_Passage for review_
━━━━━━━━
There is much that will overlap between what I write there on PathTree and what I write here.  Any differences will be more in nuance than obvious divergence.  For this instance, it seems the needs of both venues are in complete alignment. 


So fitting to mark this anniversary.  There is something about early September that has always held portents, at least in my lifetime….

I tend to focus more on that other September in 1914.  It began the whole train that led to ‘39 and beyond.  That it came first, or is arguably a “first cause,” is really irrelevant.  1939 did inaugurate a new era, not only in magnitude, but in kind.  The mass slaughters that were so guilelessly, even innocently unleashed in the parades of late August 1914, became true holocaust and opened the doors of our perception to visions of man’s abilities to destroy all life by the end of that struggle’s outburst in 1945.

I grew up in the shadow of that war.  All the adults in my youth had their lives shaped and measured by their relationships to that conflict.

There is something of both 1914 and 1939 about the current climate.  A confusion of willful ignorance, an innocence too tightly held to be genuine; and a delirious slide towards appeasement, a wish to do anything, besides act responsibly if only , ”the lights never go out, the music always play…”

As certainties crumble away to show themselves as mirage – as they are wont to do in such times – I find many of the old pieties about WWII to be shimmering and beginning to lose their power to act as anchors to the way reality’s unfolding “should” follow the rules. The significance seems to remain in the lead-ups, the dynamics that played out and culminated in these catastrophes even as their fairy-tale endings, meant to console us into believing that these, and every other tragic epoch, were resolved; that we are once again safely returned to a blissful rest, the rest deserved by those who “mean well.”

It seems to take a full generation, maybe two, for the visceral feel of what it’s like at a time like that – like this? – to fade away and be replaced, not by a churning sense of recognition, but by a deep and paralyzing incredulity.  We have yet to make the transition through this, this first, and perhaps most devastating aspect of a slide from delirious innocence to engaged acceptance in the active struggles any being must constantly be willing to maintain, in a give-and-take dynamic with slippery, elusive and potentially dangerous realities.
━━━━━━━━
Referring expression pointing data:
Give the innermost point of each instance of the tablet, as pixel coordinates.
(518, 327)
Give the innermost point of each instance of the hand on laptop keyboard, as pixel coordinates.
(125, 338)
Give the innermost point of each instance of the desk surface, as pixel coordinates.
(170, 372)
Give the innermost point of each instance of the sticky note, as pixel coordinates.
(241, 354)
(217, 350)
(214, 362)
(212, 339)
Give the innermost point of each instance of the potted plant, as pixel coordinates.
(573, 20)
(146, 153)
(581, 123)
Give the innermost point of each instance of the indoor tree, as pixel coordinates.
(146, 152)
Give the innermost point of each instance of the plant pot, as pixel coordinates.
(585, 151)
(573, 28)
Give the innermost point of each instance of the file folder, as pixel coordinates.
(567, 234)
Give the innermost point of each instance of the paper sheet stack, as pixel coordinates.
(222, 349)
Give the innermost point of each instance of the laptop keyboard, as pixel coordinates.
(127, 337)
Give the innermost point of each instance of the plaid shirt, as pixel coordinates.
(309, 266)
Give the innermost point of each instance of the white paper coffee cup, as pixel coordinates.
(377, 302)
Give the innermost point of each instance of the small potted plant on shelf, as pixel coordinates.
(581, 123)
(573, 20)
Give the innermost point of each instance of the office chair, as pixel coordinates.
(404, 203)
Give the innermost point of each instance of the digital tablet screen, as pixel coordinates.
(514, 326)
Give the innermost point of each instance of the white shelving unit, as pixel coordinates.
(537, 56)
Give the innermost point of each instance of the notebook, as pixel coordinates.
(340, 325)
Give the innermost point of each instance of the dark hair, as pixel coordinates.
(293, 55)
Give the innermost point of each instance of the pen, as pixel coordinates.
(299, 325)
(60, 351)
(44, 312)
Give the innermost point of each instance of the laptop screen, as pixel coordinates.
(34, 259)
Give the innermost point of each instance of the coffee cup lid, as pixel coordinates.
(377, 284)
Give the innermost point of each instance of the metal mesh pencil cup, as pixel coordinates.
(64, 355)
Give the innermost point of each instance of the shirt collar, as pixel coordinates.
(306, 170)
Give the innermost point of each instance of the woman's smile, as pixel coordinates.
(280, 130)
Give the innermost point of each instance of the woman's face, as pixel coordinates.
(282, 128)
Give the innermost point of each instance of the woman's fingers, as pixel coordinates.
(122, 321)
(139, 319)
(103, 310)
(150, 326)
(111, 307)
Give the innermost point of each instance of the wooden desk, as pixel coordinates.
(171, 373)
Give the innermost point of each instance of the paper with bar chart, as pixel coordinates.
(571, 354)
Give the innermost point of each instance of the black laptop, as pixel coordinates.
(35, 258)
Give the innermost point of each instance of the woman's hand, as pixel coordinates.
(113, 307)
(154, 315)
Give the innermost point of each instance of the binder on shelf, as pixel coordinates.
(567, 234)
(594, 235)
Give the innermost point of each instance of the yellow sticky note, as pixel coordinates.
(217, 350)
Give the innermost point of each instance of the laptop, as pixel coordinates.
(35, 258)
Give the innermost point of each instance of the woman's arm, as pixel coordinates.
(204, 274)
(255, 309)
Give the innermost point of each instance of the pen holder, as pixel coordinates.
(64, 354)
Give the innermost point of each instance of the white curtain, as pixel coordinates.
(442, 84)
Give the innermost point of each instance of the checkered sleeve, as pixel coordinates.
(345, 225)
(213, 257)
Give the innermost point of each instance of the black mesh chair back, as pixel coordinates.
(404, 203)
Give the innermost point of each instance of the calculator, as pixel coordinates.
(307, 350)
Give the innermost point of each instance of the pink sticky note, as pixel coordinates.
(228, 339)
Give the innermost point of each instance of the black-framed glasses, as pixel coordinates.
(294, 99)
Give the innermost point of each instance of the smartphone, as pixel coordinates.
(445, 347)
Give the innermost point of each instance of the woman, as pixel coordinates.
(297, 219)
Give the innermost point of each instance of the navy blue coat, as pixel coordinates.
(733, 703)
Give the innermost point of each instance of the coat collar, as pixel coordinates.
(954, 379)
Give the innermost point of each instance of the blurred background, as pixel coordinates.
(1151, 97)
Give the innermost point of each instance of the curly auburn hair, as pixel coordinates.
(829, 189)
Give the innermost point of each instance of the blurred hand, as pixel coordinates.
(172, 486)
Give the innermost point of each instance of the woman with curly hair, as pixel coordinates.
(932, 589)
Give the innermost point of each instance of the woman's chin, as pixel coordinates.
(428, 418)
━━━━━━━━
_Task set_
a. List every distinct year written out in four digits in the anniversary essay.
b. Reproduce the stretch of the anniversary essay from "There is much" through "in complete alignment.", swapping "venues" for "platforms".

_Solutions to each task_
a. 1914, 1939, 1945

b.
There is much that will overlap between what I write there on PathTree and what I write here.  Any differences will be more in nuance than obvious divergence.  For this instance, it seems the needs of both platforms are in complete alignment.